Explore the material:
1: In the Ibrahim Mirza biography, at what age was he appointed governor of Mashhad?
2: List every region that the Ibrahim Mirza biography says his father, Bahram Mirza Safavi, governed, with the years given for each.
3: Resume the Ibrahim Mirza biography, starting after its last sentence.

Source extract:
[Start of section]

Governor of Sabzavār
- Tenure: 1568–1574
- Born: 1540
- Died: 1577 (aged 36–37)
- Spouse: Gohar Sultan Begum
- Issue: Goharshad Begum
- Dynasty: Safavid
- Father: Bahram Mirza Safavi
- Mother: Zaynab Sultan Khanum
- Religion: Twelver Shia Islam

= Ibrahim Mirza =

Safavid prince (1540–1577)

Ibrahim Mirza, Solṭān Ebrāhīm Mīrzā, in full Abu'l Fat'h Sultan Ibrahim Mirza (ابوالفتح سلطان ابراهیم میرزا; April 1540 – 23 February 1577) was a Safavid prince who was a favourite of his uncle and father-in-law Shah Tahmasp I, but who was executed by Tahmasp's successor, Shah Ismail II. Ibrahim is now mainly remembered as a patron of the arts, especially the Persian miniature. Although most of his library and art collection was apparently destroyed by his wife after his murder, surviving works commissioned by him include the manuscript of the Haft Awrang of the poet Jami which is now in the Freer Gallery of Art in Washington D.C.

==Biography==
Ibrahim Mirza was a grandson of the founder of the Safavid dynasty, Ismail I (1487–1524) by Ismail's fourth son, prince Bahram Mirza Safavi (1518–1550), who was governor of Khorasan (1529–32), Gilan (1536–37) and Hamadan (1546–49), and also a commissioner of manuscripts. Two of his uncles and two of his brothers rebelled against Ismail's successor, Tahmasp I. Ibrahim Mirza, however, who grew up at court, was a long-time favourite of Tahmasp, and remained loyal, and was appointed governor of Mashhad at the age of 16, arriving there in March 1556. The appointment had a nominal element — Tahmasp himself had received his first governorship at the age of four — but was also political, connected to Ibrahim Mirza's mother, who came from the Shirvanshah dynasty.

In 1560, he married Tahmasp's eldest daughter by a concubine, Gohar Sultan Begum (died 1577); they had one daughter, Gawhar Shad Begum (died 1587). Around the end of 1562 he was travelling to Ardabil to take up the governorship there, when he was reported to the shah for his reaction to a joke that angered the shah, and the appointment was switched to the much less important governorship of Qa'en, in Khorasan. In 1564 and 1565, he had to suppress a major tribal revolt of the Takkalu, who used a slave army numbering 10,000.

[End of section]

Dataset rows

[Start of section]

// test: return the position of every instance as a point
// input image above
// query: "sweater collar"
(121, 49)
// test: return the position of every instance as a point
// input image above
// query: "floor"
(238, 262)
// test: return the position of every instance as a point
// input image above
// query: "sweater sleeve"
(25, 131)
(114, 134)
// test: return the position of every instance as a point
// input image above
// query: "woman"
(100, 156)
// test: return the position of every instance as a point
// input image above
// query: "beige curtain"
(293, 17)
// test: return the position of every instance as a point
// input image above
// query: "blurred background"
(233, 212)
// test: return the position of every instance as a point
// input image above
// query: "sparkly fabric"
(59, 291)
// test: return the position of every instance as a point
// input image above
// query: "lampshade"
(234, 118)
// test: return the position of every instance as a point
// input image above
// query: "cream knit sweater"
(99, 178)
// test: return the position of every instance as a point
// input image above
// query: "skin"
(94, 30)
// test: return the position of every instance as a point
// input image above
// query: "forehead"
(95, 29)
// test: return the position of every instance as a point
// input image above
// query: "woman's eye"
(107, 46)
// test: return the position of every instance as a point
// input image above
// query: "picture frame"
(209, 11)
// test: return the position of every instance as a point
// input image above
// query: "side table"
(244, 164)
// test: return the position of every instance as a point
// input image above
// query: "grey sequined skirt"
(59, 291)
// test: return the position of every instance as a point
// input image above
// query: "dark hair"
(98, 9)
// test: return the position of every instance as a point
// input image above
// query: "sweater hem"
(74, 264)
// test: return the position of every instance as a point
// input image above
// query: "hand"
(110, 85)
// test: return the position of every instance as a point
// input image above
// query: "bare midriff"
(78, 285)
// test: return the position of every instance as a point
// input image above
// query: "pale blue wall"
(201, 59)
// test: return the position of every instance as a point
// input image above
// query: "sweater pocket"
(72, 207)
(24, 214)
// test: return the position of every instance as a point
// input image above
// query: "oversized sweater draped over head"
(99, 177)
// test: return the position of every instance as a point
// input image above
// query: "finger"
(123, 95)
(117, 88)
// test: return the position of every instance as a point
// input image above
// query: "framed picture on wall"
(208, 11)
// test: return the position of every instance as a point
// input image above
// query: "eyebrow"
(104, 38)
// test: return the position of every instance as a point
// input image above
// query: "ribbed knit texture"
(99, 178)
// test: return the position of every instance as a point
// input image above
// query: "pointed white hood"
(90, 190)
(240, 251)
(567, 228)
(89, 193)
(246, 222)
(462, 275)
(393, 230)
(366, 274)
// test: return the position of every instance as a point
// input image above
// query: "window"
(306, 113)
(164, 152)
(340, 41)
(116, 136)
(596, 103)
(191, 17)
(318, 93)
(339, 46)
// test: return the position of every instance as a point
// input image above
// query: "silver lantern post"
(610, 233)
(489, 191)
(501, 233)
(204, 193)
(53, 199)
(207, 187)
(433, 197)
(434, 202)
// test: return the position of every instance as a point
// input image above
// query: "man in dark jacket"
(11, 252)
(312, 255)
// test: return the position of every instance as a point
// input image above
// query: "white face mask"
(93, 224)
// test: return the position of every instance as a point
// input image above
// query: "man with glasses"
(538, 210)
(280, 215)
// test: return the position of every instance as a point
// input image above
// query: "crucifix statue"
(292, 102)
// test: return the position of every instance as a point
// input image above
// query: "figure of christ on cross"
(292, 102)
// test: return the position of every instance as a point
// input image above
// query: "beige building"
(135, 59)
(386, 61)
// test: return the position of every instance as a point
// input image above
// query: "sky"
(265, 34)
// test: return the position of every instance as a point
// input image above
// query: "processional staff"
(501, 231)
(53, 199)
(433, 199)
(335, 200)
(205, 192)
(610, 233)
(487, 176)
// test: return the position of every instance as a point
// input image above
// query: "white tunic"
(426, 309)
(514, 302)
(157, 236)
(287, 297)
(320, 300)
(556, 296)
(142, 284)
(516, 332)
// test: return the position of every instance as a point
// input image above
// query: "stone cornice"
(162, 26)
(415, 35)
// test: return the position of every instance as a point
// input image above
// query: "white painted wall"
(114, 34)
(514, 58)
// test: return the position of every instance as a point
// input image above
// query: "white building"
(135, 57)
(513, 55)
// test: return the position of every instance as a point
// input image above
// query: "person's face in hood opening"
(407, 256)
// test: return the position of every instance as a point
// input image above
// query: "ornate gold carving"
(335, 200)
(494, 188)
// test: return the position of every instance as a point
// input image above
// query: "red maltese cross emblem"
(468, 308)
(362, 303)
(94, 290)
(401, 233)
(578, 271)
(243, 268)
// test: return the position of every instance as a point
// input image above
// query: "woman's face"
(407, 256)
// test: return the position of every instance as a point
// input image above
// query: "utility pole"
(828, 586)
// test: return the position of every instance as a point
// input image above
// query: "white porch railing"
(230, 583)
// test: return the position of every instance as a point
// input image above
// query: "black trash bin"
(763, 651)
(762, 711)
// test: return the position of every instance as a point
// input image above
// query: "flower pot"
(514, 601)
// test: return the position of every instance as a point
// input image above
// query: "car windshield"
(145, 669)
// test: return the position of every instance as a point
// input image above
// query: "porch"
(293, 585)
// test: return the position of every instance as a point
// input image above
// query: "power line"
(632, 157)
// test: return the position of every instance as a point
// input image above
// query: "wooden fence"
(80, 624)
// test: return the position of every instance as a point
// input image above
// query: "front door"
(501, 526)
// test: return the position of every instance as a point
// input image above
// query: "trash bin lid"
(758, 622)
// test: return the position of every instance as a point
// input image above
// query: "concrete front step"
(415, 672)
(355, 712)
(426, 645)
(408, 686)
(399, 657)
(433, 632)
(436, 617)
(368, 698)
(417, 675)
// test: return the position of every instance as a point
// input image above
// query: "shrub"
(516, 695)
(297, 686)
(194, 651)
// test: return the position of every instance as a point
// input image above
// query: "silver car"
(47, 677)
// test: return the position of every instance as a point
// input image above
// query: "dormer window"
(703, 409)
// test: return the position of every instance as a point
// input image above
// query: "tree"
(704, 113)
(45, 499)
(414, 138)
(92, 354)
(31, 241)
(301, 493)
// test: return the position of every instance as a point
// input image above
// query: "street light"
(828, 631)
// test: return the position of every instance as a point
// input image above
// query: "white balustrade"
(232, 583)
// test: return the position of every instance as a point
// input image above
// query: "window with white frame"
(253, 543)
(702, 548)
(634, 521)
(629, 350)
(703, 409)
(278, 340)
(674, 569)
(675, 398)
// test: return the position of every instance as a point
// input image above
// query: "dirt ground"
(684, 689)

[End of section]

Outputs in order:
1: At the age of 16.

2: Khorasan (1529–32), Gilan (1536–37), Hamadan (1546–49)

3:
After a few years, Shah Tahmasp's anger had subsided, and Ibrahim Mirza was re-appointed Governor of Mashhad by 1566. He was removed again "within a year or two, apparently for his failure to assist in rescuing the shah’s besieged son, Solṭān Moḥammad Mīrzā". He was sent to govern Sabzevar until 1574 when, by now 34, he was recalled to the capital at Qazvin to serve as grand master of ceremonies (Eshik-aqasi-bashi). When Tahmasp died in 1576, Ibrahim Mirza was involved in the struggles at court over the succession, finally supporting the successful Ismail II, who appointed him keeper of the royal seal (mohrdār).

On 23 February 1577, Ibrahim Mirza was killed in Qazvin, along with several other princes, by the order of Ismail II in a general clear-out of potential rivals. As the new shah, Ismail II, who may have been mentally unstable after spending 20 years in prison, had soon alienated the Qizilbash who were powerful at court and especially his influential sister Pari Khan Khanum. The Qizilbash had begun to look to Ibrahim Mirza as a possible replacement for Ismail, who died on 24 November, supposedly after consuming poisoned opium.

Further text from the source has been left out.